═════ Source text ═════
Well…last year this fashion savvy writer successfully predicted the trends of 2008 fashion (see 2008 Fashion Prediction: Fat is the New Black) and I have some news for you…it looks like more of the same in 2009!

We are only 1 1/2 months into 2009 and already my predictions are coming true.

Leading the way is America’s Sweetheart: #1. Jessica Simpson.

Jessica Simpson 2009 Before and After

Jessica Simpson 2009 Before and After

Jessica is starting out 2009 the right, by keeping FAT at the forefront of the fashion world.  Things seemed to slow down for Jessica in 2008. Her country album was a flop, her recent film choices are terrible, and the media just seemed to focus on her relationship with Dallas Cowboy QB – Tony Romo, instead of her hot body and pop music career.  So Jessica wisely decided to get back the media’s attention by plumping up a little and I am sure Tony Romo is LOVING the extra cushion! My only advice to Jessica is, while it is great you are bringing fat back…you don’t need to dress like a fat girl. Those pants (pictured above) are atrocious!
#2. Kelly Clarkson:
Kelly Clarkson - Before and After 2009

Kelly Clarkson - Before and After 2009

When was the last time anybody talked about Kelly Clarkson? It has been awhile since she has made any headlines in the tabloids. Seems like ever since Carrie Underwood won American Idol and became the hottest singing star in the country, we’ve all but forgot little Kelly.  Too bad! So, Kelly wisely decided to put on some poundage and *BOOM* she is back–2009 style! Good for you Kelly! I once read in a magazine (Maxim or Stuff, maybe) that she doesn’t wear any underwear…with this new body…America can only hope that is still the case!  YUM!
#3: Chris Tucker
Chris Tucker - Before and After 2009

Chris Tucker - Before and After 2009

 

DAAAAAMN SMOKEY! I know he got $25 million for the crappy Rush Hour 3 movie…but he didn’t have to go and spend it all at White Castle! But again, Rush Hour 3 was a bomb and Mr. Tucker is desperate to stay in the Hollywood rags. So what do our 2009 Hollywood friends do to keep up with the Brangelinas of the world? GET FAT! Now I am sure 2009 will be one of Tucker’s most successful years! Just don’t ask him to recite lines from Rush Hour. (“Do you understand the words that are coming out of my mouth?”….Sorry Chris, not with that double cheeseburger hanging out of your foodbox.)

Those are just 3 examples, be prepared to see more of this as 2009 continues. Right now, Lindsey Lohan is getting skinnier and she will soon find out that her star will continue to fade away until she adds some weight to her pale freckled body.

Hollywood, its time to put down the Tofu and start filling your mouth with M&Ms. You’ve been warned.
═════
Request a>
Write out a passage of the fashion prediction post word for word, beginning at the words "Those are just" and stopping after the words "pale freckled body.".
The fashion prediction post and the rows that follow it are unrelated.
═════ Supplied material ═════
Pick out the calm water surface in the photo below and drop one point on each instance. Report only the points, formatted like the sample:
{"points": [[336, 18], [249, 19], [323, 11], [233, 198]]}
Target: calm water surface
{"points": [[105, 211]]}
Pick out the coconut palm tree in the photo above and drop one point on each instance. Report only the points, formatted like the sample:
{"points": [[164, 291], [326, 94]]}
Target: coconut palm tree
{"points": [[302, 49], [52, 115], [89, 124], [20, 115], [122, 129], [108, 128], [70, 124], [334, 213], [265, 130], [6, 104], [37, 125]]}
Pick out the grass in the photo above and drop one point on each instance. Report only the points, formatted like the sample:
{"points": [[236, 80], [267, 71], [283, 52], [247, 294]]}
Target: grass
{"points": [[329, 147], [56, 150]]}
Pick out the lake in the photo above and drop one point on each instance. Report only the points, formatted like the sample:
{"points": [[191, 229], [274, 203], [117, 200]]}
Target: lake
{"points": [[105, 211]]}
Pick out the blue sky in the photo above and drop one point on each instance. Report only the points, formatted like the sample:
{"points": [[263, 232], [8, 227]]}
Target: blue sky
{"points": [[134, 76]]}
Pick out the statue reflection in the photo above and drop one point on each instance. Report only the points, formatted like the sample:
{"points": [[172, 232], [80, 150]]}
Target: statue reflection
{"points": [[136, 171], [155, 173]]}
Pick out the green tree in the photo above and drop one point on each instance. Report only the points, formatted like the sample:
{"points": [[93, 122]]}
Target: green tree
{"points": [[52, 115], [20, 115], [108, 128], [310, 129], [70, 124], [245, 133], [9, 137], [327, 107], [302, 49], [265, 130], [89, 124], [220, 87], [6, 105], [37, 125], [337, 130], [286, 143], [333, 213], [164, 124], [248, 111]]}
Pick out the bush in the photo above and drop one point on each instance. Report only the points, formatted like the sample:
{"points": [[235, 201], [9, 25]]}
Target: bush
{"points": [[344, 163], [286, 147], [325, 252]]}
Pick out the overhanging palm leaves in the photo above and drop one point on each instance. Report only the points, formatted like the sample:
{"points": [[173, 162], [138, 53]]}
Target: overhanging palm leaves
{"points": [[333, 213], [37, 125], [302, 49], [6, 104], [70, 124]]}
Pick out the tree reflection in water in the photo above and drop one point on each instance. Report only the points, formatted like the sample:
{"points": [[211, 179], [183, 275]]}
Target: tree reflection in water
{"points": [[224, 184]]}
═════
═════ Supplied material ═════
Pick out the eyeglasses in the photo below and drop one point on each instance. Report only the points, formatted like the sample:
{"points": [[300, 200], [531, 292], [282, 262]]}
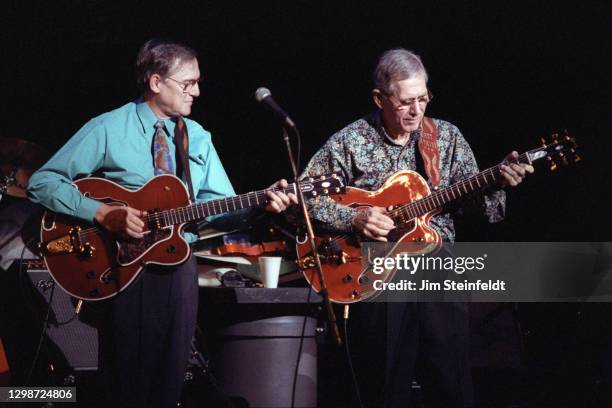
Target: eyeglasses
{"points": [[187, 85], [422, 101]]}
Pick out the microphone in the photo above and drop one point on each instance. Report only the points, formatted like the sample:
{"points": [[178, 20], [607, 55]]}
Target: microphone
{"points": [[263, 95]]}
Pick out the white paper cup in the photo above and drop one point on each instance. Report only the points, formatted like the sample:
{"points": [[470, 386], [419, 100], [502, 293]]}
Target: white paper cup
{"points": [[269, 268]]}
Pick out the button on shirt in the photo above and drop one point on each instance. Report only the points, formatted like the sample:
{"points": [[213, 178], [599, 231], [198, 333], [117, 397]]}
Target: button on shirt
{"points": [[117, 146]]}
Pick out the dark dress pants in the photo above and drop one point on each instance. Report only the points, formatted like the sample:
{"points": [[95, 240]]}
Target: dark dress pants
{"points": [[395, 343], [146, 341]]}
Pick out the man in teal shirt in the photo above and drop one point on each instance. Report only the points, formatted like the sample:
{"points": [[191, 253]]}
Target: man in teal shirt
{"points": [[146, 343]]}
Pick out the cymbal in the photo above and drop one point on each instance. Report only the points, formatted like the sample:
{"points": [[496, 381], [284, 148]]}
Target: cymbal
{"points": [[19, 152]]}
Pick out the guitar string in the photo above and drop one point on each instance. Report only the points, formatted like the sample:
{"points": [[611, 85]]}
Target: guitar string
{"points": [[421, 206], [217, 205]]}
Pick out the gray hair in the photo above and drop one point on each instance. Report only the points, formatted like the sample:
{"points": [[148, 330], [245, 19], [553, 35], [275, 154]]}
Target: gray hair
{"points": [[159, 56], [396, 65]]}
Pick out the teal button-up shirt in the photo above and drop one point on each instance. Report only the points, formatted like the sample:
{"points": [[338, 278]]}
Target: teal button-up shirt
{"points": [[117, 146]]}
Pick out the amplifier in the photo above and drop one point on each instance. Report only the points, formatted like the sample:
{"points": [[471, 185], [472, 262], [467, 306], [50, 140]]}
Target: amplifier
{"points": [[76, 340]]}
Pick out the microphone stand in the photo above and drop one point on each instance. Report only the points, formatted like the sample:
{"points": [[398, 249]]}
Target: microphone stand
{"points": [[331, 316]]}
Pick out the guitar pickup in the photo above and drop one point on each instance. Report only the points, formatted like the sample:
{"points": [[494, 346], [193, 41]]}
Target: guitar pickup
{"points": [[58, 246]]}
═════
═════ Supplied material ═════
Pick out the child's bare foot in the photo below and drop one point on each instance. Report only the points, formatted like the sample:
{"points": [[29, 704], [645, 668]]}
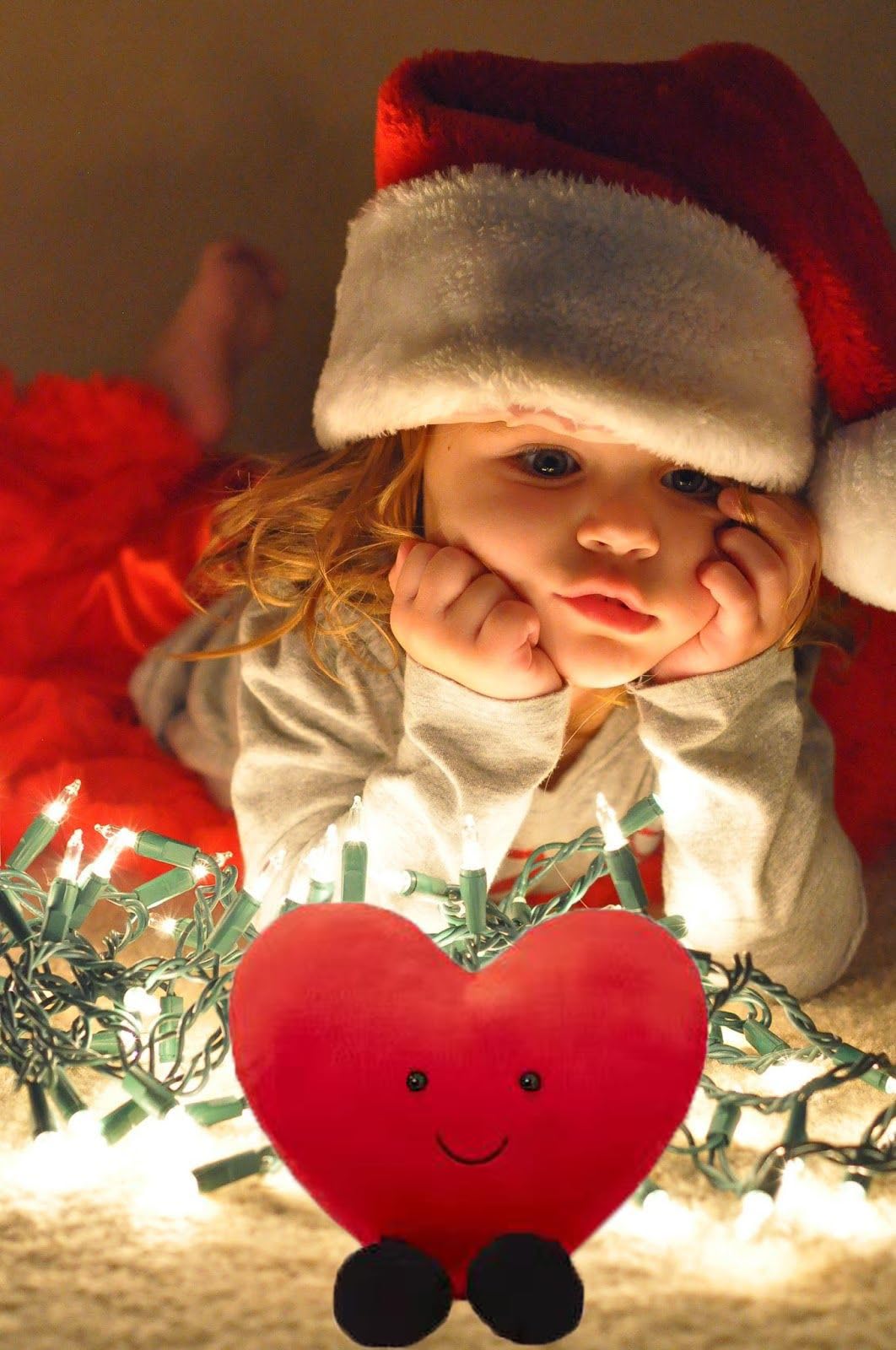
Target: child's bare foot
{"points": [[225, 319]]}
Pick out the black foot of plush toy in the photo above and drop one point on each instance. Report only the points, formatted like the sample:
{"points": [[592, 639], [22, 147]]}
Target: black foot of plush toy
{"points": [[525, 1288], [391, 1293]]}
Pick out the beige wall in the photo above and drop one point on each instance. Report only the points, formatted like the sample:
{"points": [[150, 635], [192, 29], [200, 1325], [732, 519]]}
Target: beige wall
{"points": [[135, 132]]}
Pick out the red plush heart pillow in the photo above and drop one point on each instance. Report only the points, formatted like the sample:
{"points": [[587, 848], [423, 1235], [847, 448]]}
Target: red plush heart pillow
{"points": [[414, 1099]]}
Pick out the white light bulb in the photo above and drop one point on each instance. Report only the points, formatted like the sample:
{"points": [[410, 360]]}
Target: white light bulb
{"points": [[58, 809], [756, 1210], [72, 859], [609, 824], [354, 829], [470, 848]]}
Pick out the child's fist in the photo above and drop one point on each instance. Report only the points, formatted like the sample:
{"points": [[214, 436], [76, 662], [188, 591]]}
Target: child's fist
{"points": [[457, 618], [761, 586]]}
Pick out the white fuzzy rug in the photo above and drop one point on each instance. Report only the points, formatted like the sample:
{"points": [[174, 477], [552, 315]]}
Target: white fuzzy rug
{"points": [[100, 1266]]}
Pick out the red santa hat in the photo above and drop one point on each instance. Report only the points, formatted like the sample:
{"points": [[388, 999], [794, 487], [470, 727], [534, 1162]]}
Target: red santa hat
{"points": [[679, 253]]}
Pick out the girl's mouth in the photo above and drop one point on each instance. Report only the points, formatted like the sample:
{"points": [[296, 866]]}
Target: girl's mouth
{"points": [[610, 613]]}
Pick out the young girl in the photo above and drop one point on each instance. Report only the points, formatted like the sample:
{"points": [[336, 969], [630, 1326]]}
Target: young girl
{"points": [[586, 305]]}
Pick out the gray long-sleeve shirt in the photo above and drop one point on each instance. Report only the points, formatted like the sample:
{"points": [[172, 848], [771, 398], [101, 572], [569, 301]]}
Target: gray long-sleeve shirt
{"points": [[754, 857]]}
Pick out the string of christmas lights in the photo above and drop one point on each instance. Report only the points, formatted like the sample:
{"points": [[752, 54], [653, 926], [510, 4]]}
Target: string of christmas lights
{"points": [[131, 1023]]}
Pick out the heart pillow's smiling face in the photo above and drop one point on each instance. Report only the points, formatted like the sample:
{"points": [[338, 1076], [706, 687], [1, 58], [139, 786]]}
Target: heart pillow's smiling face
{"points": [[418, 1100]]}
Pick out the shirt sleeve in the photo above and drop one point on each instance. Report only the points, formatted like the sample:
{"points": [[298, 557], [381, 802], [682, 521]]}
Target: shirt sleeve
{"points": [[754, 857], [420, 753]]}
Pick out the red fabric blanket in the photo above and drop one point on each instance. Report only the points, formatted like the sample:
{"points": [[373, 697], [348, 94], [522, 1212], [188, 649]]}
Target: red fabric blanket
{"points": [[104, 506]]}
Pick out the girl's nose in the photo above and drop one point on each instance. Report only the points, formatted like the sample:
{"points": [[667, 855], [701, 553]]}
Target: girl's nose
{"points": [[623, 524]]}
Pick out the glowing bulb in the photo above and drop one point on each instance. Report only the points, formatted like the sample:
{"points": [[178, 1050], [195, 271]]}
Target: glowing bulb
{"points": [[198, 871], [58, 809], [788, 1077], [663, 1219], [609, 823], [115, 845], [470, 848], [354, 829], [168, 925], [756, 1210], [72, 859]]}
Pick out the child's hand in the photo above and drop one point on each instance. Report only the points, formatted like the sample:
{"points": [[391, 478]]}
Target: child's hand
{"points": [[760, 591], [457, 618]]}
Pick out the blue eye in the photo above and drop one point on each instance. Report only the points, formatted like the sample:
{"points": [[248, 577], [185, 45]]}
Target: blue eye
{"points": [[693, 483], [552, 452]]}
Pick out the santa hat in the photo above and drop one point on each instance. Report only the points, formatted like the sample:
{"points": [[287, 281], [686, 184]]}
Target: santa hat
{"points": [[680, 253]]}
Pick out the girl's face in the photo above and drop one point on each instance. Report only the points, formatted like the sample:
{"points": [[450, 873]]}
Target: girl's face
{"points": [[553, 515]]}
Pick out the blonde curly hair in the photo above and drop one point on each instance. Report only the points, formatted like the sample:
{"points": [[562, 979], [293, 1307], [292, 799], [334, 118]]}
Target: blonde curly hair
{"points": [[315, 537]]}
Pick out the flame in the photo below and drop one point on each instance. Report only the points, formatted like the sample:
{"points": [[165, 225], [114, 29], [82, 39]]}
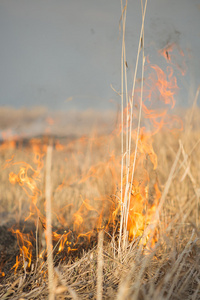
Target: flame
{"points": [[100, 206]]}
═════
Request b>
Present the lines of Block 1 of the rows as a numbered list, beginning at the line that has "Pick out the coconut" and stopping after the line that has "Target: coconut palm tree". Skip any blank lines.

Written solution a>
Those are just 3 examples, be prepared to see more of this as 2009 continues. Right now, Lindsey Lohan is getting skinnier and she will soon find out that her star will continue to fade away until she adds some weight to her pale freckled body.

Written solution b>
1. Pick out the coconut palm tree in the photo above and drop one point on each instance. Report only the points, formatted like the sample:
2. {"points": [[164, 291], [326, 94]]}
3. Target: coconut palm tree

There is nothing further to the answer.